### Task objective
Please pick out each line of the records below that contains the word "black" and copy those lines.

### Records supplied
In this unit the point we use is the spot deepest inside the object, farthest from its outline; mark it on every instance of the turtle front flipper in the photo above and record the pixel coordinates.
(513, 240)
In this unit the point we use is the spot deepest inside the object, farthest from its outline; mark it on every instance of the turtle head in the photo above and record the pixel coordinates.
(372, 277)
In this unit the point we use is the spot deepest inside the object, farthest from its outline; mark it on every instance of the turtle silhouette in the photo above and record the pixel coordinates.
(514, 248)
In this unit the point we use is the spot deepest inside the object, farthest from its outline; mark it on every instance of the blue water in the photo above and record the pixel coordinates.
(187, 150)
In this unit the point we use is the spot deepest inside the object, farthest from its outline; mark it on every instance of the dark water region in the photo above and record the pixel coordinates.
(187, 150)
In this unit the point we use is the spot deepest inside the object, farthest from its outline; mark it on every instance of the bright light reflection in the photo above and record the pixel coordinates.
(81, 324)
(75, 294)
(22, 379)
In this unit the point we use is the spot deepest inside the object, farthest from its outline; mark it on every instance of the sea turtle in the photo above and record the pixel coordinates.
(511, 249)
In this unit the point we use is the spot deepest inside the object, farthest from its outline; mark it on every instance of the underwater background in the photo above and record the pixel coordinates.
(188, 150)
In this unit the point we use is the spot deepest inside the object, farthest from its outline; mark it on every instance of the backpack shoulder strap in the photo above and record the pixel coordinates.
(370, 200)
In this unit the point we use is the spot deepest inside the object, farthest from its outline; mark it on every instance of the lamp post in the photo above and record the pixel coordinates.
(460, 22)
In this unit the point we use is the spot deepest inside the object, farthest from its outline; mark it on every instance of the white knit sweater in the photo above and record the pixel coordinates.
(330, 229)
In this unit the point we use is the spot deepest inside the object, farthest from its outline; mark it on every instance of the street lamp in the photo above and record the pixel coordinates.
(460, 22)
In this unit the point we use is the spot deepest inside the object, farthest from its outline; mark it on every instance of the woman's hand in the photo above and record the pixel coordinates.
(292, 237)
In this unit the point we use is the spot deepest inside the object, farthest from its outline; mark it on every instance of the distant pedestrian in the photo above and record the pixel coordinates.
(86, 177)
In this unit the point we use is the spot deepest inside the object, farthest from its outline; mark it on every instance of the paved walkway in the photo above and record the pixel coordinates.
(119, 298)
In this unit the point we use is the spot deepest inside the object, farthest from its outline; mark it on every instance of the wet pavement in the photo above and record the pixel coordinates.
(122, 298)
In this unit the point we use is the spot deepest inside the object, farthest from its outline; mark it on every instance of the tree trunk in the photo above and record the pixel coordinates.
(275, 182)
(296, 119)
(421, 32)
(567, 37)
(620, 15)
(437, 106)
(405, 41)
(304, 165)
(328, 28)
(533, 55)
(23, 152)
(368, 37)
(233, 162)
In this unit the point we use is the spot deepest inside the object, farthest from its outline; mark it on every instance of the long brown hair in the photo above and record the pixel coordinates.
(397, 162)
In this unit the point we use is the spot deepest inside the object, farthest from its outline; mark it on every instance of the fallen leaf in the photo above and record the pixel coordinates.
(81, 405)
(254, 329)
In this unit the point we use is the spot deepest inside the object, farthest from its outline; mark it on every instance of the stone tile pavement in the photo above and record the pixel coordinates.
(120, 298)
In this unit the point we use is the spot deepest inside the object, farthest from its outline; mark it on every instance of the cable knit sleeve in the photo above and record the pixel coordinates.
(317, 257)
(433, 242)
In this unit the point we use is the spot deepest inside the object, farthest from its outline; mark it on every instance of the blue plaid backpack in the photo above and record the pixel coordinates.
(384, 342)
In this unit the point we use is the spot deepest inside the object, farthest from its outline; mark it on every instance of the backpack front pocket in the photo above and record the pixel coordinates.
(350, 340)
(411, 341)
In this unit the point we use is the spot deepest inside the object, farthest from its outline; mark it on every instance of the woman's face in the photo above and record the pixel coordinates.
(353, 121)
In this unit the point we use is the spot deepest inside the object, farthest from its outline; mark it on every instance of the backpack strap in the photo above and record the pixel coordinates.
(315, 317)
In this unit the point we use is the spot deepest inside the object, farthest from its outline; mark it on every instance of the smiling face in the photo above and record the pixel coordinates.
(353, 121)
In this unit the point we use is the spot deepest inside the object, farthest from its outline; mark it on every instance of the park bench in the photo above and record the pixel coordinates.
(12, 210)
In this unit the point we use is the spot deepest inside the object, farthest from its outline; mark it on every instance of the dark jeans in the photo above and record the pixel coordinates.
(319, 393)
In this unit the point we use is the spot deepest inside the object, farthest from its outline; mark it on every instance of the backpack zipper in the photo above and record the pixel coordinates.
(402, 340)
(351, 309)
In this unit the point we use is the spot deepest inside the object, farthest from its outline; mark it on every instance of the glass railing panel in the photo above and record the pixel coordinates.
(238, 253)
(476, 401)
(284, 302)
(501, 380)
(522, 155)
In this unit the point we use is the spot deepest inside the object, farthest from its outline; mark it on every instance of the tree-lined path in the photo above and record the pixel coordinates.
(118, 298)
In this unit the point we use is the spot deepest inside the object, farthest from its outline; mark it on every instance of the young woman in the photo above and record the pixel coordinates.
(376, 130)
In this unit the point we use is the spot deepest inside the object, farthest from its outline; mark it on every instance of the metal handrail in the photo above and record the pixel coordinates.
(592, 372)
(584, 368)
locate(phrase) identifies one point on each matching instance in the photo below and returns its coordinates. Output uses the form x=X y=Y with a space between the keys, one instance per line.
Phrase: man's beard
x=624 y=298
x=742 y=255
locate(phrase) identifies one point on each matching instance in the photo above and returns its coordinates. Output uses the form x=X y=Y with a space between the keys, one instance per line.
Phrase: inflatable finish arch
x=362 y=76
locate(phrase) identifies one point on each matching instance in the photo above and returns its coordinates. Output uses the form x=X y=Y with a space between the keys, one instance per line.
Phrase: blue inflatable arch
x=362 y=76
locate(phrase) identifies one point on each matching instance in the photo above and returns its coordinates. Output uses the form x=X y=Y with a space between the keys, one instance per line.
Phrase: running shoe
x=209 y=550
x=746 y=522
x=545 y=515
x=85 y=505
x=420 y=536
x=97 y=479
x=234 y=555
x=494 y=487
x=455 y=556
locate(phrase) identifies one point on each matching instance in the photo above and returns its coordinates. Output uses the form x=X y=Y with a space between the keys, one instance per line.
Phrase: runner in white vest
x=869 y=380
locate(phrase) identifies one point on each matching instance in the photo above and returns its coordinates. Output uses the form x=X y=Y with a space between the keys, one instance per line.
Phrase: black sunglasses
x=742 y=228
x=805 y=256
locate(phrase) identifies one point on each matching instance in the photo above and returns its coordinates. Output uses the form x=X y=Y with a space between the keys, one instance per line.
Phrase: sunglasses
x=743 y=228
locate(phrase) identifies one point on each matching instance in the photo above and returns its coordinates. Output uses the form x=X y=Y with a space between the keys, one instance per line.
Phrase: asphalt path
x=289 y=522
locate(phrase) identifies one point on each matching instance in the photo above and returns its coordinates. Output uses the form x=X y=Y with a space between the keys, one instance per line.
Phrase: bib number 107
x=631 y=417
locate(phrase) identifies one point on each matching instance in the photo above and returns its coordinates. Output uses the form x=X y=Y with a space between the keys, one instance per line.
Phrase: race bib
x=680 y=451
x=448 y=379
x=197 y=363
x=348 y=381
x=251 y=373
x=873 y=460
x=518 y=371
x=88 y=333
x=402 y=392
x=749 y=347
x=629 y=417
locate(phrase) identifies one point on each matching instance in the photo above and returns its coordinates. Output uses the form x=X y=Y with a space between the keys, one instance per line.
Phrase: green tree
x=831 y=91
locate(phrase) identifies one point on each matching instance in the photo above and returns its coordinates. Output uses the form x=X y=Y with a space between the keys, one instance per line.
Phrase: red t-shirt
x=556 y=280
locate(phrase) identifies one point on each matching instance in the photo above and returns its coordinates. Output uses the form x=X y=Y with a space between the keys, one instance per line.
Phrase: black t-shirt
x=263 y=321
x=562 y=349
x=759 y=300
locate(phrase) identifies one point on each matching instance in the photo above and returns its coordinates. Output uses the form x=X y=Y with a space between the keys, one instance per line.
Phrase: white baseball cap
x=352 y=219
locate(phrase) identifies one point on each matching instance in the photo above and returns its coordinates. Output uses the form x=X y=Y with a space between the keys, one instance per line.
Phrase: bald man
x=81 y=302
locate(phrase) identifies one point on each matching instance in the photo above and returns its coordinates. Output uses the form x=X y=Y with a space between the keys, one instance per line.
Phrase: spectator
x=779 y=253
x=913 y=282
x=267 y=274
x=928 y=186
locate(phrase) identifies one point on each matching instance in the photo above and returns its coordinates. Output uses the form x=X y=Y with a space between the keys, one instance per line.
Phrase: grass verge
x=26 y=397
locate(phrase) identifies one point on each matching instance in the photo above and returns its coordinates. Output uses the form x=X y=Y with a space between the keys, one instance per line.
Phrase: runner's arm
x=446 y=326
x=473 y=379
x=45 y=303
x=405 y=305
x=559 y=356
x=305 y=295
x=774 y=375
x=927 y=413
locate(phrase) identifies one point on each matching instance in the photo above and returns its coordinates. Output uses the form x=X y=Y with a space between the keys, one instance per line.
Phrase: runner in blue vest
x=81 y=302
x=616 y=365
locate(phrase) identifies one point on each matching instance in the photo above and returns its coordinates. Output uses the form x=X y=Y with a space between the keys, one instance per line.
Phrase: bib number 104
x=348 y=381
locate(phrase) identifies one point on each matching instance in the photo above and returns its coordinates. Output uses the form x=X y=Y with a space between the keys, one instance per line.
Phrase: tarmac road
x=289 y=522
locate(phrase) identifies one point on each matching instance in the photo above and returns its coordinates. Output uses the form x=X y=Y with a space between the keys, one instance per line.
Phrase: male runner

### In response
Phrase: black sunglasses
Phrase: black t-shirt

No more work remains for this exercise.